**Required action**
The task calls for each record to be given again unchanged, minus any pictures.
* * * * * * * * *
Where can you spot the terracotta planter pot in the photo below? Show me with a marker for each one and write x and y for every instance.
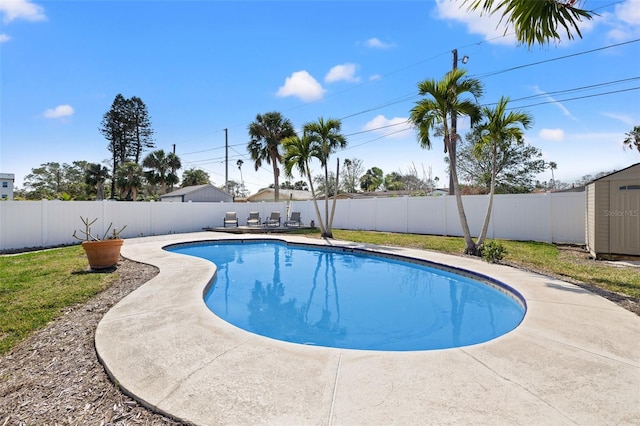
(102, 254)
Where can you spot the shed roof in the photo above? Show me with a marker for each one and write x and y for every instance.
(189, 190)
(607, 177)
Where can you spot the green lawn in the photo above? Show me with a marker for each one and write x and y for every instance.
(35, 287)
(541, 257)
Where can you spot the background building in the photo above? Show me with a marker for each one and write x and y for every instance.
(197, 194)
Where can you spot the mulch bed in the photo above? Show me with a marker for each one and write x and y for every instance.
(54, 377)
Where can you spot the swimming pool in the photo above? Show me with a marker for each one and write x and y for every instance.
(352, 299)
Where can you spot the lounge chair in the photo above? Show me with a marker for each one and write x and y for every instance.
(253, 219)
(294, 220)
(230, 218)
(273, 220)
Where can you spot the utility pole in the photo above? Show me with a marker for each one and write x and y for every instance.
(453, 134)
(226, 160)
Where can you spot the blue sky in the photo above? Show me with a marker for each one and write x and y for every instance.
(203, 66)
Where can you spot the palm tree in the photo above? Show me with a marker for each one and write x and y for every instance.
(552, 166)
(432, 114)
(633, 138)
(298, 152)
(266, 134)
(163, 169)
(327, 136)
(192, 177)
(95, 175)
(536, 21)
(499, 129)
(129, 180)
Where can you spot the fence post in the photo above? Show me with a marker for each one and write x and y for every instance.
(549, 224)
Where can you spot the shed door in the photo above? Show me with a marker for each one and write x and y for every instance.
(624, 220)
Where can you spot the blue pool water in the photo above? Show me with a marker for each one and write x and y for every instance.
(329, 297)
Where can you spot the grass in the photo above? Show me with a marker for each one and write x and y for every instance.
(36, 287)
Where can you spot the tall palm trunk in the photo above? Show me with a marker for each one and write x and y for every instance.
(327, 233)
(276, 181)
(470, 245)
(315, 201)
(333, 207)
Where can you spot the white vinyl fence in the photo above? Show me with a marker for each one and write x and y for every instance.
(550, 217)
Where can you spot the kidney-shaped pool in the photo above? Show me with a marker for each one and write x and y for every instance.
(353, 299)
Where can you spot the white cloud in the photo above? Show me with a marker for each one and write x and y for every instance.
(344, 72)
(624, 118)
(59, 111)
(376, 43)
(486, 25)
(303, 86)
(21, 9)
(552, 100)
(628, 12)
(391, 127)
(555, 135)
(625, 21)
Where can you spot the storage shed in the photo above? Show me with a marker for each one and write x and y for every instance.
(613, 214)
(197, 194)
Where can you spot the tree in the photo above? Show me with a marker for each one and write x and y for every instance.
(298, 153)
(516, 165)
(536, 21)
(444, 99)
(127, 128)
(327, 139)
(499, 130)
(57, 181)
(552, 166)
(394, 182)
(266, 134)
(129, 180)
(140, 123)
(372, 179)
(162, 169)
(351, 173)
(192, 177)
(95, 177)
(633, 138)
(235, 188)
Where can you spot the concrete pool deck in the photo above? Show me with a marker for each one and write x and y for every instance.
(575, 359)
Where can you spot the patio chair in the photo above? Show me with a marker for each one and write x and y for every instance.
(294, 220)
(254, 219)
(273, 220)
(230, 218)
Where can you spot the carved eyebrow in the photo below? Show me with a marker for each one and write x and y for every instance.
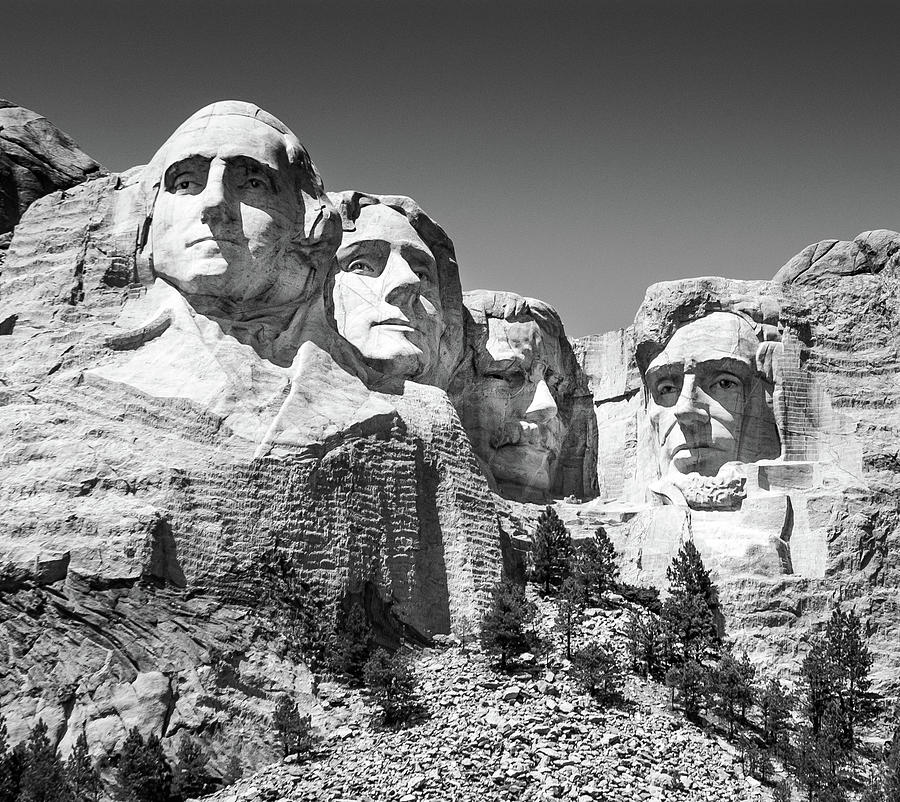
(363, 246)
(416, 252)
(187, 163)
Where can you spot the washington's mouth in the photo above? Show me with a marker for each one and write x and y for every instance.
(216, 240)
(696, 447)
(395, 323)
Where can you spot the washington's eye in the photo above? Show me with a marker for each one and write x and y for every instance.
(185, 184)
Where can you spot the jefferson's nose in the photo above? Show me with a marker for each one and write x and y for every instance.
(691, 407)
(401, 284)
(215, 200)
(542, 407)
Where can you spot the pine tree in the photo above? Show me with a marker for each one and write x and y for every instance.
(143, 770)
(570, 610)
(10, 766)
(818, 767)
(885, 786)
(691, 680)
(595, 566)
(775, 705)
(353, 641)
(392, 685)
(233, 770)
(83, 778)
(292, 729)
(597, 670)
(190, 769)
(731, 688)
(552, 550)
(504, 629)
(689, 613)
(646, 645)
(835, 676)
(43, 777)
* * * * * * * * *
**Answer to this problem**
Where can you spot the terracotta planter pot in the photo below? Show me with a marker for each one and write x and y for every instance.
(102, 254)
Where can you spot the shed roof in the photo above? Show me with a marker for each one and write x and y for every instance.
(189, 190)
(607, 177)
Where can you spot the green lawn in the photo above? Show me with a marker for each one and write x and y for every instance.
(35, 287)
(541, 257)
Where can you spot the background building in the photo above? Show me with a marker for each one and write x and y for every instance.
(197, 194)
Where can you spot the mulch bed in the photo above? Show me with a marker for each one and write x and y for every instance.
(54, 377)
Where can you spot the swimming pool in the photo above? Show me with a marker for each one and write x and y for every instance.
(352, 299)
Where can you spot the lounge chair in the photo above? Show me with a marker for each one and write x and y for every instance.
(253, 219)
(294, 220)
(230, 218)
(273, 220)
Where can you spot the utility pole in the photo above? Show me with a marker for each one and write x and y for every instance.
(453, 134)
(226, 160)
Where can you spot the blue sky in the photo above? Show me with a marker for each one and write x and y for every instance.
(203, 66)
Where can you spot the palm tree in the photo above? Show me with a marker for each one and write x and y for every instance.
(552, 166)
(432, 114)
(633, 138)
(298, 152)
(266, 134)
(163, 169)
(327, 136)
(192, 177)
(95, 175)
(536, 21)
(499, 129)
(129, 180)
Where can you spot the fence post in the photo above? Show me with a marker for each one and write x and y for every instance.
(549, 224)
Where can you spot the shed door in the photo above? Show me with a marker for each one and write x and y for every instance.
(624, 220)
Where can you spot the blue pool water in the photo above? Show me with a marker for each one and write x and y for every instance.
(329, 297)
Where can you spot the grass in the photo above? Show me with a marker for each one and write x and y for every instance.
(36, 287)
Where can you spot the tall palm trunk in the photo above? Show me with a marker for each one and write x and y for every instance.
(327, 233)
(276, 181)
(470, 245)
(315, 201)
(333, 207)
Where can you spot the white vinyl fence in the photo above? Show me with a marker for each one and write x and y for every instance.
(550, 217)
Where can you spot the kidney-shaped pool in the photo above? Show me with a marker for each one and write x and y for every instance.
(353, 299)
Where can you spot the white cloud in the photo above? Show me with a marker for each one and write x and y for every instance.
(344, 72)
(624, 118)
(59, 111)
(376, 43)
(486, 25)
(303, 86)
(21, 9)
(552, 100)
(628, 12)
(391, 127)
(555, 135)
(625, 21)
Where can you spot the storage shed in the photo above? Show me with a marker for each one and write x and y for every instance.
(613, 214)
(197, 194)
Where can you spot the tree in the photo above? Show me with a marker for each one and write x and y for every instance.
(298, 153)
(516, 165)
(536, 21)
(444, 99)
(127, 128)
(327, 139)
(499, 130)
(57, 181)
(552, 166)
(394, 182)
(266, 134)
(129, 180)
(140, 123)
(372, 179)
(162, 169)
(351, 173)
(192, 177)
(95, 177)
(633, 138)
(235, 188)
Where can you spot the concrete pool deck in the photo above? Show me with a marker for each one and write x and y for every instance.
(575, 359)
Where can you spot the patio chair in the photo above? Show me with a marker for each one and write x and y for every instance.
(294, 220)
(254, 219)
(273, 220)
(230, 218)
Where can you spot the carved eyebrow in the photo below? Show me with a marker for each one and write x and y for every instance.
(363, 246)
(416, 252)
(187, 163)
Where can you spot the washington's mouth in the photo above? Show me with a marker for each one and write x and y for every instance.
(216, 240)
(696, 447)
(395, 323)
Where can you spot the washington's eye in the photo above? Show me with a marker for each one and write x and y for every instance.
(185, 184)
Where can you spot the jefferson's nose in the photo above? Show me with a marker for each one and write x and y for every instance.
(691, 407)
(401, 284)
(215, 200)
(542, 407)
Where can you spot the pine tree in the photo above? Show me with a marker for each one and write x and y for every instance.
(143, 770)
(570, 610)
(10, 766)
(818, 767)
(885, 786)
(691, 680)
(595, 566)
(775, 705)
(353, 641)
(392, 685)
(233, 770)
(83, 778)
(292, 729)
(597, 670)
(190, 769)
(731, 688)
(552, 550)
(504, 629)
(689, 613)
(646, 645)
(835, 676)
(43, 777)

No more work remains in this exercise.